# Отрывок для чтения:
По воскресеньям они ходили «на новую картину» в кинотеатр «Великан», иногда в театр Ленинского Комсомола, благо он был под боком – ездить куда-то в центр не любили. Потом долго гуляли, заходили в библиотеку – книжки брались «на неделю», возвращались, пили чай с оставшимися эклерами и – принимались за глажку юбок и брюк к завтрашнему рабочему дню.

Оля с Ниной научили понимать разницу между коренным ленинградцем и вновь испеченным.
Новый ленинградец не ходил пешком, он норовил проехать пару остановок на автобусе – троллейбусе, а старый пер, как лось, дворами – переулками, и если ехал, то только на трамвае. Почему на трамвае, неведомо, но я не могу вспомнить случая, когда бы Нина ездила куда-то на автобусе.
Однажды мы отправились с ней в гости в Московский район, где после свадьбы жили её дочь с мужем, на двух трамваях с пересадками. Или даже трех, не помню уже. Попили чаю с вареньем и откланялись. Стоим на остановке, Нина говорит: «Молодец, ничего у неё не раскидано». Оказывается, больше всего она боялась, что у молодой супруги, то бишь её дочурки, будут валяться в ванной грязные трусы. Ну, я, естественно, всё на заметку. Трусы и волосы на расческе – приравнивались к воинскому преступлению.

# Задание A:
Ответьте по отрывку:
(i) В какой кинотеатр ходили по воскресеньям?
(ii) На каком транспорте ездил коренной ленинградец, если не шел пешком?
(iii) В каком районе после свадьбы жила дочь Нины с мужем?

# Фрагменты записей:
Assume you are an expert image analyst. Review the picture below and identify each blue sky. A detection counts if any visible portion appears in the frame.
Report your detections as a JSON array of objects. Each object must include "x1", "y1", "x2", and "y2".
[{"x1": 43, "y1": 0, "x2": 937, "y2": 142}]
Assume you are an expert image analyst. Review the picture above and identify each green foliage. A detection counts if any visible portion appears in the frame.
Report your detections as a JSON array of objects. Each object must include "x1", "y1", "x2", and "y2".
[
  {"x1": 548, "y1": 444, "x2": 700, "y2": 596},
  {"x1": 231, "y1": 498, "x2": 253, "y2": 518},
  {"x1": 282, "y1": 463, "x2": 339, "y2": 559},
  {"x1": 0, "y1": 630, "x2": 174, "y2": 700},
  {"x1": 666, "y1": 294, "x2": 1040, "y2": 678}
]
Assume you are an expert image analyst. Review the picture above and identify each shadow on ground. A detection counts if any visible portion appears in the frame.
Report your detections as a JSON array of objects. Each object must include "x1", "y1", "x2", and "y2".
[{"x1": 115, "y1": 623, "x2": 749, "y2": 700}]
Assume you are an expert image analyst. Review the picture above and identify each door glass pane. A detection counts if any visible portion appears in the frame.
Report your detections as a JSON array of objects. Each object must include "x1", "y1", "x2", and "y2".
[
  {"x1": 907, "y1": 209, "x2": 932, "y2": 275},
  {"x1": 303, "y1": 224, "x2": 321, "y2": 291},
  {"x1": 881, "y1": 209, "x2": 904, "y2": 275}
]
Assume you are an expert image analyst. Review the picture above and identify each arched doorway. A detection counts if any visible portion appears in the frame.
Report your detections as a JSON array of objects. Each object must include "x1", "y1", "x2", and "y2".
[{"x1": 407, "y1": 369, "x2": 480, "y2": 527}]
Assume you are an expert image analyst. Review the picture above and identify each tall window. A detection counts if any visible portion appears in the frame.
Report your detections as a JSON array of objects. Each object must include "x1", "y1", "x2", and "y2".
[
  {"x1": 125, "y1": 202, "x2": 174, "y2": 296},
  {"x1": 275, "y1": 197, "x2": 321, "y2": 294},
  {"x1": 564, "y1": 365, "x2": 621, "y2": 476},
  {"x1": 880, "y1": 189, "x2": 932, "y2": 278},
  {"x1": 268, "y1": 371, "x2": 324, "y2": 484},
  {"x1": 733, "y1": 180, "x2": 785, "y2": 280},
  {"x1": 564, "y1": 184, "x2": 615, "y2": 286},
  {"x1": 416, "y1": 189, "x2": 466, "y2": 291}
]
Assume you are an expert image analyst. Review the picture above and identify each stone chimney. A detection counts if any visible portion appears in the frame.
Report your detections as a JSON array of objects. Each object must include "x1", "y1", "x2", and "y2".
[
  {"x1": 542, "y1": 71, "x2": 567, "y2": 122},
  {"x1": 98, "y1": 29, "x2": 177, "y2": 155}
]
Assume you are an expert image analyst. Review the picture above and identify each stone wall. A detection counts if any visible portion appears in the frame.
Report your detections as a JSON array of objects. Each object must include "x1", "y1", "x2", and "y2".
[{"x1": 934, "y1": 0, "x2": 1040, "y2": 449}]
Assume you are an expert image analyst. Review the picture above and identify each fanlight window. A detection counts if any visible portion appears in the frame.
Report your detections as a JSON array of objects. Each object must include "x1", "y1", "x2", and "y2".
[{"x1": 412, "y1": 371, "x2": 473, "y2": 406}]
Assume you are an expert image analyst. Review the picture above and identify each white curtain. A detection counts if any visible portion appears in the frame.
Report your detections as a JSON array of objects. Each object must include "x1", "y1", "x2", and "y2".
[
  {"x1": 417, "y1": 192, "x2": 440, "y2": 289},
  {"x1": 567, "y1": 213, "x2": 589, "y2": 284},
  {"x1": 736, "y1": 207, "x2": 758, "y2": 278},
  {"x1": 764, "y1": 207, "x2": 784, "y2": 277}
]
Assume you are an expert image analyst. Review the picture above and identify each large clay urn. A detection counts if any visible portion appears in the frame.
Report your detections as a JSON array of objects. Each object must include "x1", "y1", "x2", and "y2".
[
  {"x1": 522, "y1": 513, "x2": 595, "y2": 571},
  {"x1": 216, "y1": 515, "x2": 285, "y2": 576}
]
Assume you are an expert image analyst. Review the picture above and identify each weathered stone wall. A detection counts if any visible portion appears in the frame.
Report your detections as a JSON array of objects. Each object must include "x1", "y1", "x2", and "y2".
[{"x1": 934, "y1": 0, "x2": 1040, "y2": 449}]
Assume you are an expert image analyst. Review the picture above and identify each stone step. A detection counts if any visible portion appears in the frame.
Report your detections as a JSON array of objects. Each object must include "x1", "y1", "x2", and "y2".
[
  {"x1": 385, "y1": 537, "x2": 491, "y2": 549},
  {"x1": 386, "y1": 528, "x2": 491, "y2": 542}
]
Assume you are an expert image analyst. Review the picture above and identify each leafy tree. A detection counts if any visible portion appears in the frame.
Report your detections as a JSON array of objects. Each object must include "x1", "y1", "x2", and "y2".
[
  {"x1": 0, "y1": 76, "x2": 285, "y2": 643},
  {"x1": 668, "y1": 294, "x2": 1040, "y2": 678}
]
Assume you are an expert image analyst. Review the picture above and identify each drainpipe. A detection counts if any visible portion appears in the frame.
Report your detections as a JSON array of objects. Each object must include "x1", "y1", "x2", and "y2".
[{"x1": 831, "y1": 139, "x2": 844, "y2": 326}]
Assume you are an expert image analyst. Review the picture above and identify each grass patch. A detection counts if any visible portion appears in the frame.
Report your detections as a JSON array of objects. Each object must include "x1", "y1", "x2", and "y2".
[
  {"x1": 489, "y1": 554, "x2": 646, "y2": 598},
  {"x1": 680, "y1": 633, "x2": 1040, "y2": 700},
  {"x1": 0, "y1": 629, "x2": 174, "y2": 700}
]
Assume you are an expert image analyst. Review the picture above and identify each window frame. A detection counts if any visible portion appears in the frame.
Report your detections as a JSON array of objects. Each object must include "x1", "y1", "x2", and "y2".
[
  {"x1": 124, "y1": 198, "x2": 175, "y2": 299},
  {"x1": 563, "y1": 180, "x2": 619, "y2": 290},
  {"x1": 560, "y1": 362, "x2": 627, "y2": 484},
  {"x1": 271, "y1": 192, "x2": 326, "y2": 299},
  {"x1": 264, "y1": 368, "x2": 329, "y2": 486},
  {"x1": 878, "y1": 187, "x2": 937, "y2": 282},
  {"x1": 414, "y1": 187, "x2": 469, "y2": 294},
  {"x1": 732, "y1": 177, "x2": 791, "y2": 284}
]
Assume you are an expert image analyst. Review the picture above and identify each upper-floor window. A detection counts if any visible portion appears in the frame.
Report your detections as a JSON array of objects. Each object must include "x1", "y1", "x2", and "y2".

# Задание B:
Выпишите из записей все строки, где есть слово «window», с учетом регистра.

# Полный ответ A:
(i) В кинотеатр «Великан».
(ii) Только на трамвае.
(iii) В Московском районе.

# Полный ответ B:
Assume you are an expert image analyst. Review the picture above and identify each tall window. A detection counts if any visible portion appears in the frame.
Assume you are an expert image analyst. Review the picture above and identify each fanlight window. A detection counts if any visible portion appears in the frame.
Assume you are an expert image analyst. Review the picture above and identify each window frame. A detection counts if any visible portion appears in the frame.
Assume you are an expert image analyst. Review the picture above and identify each upper-floor window. A detection counts if any visible portion appears in the frame.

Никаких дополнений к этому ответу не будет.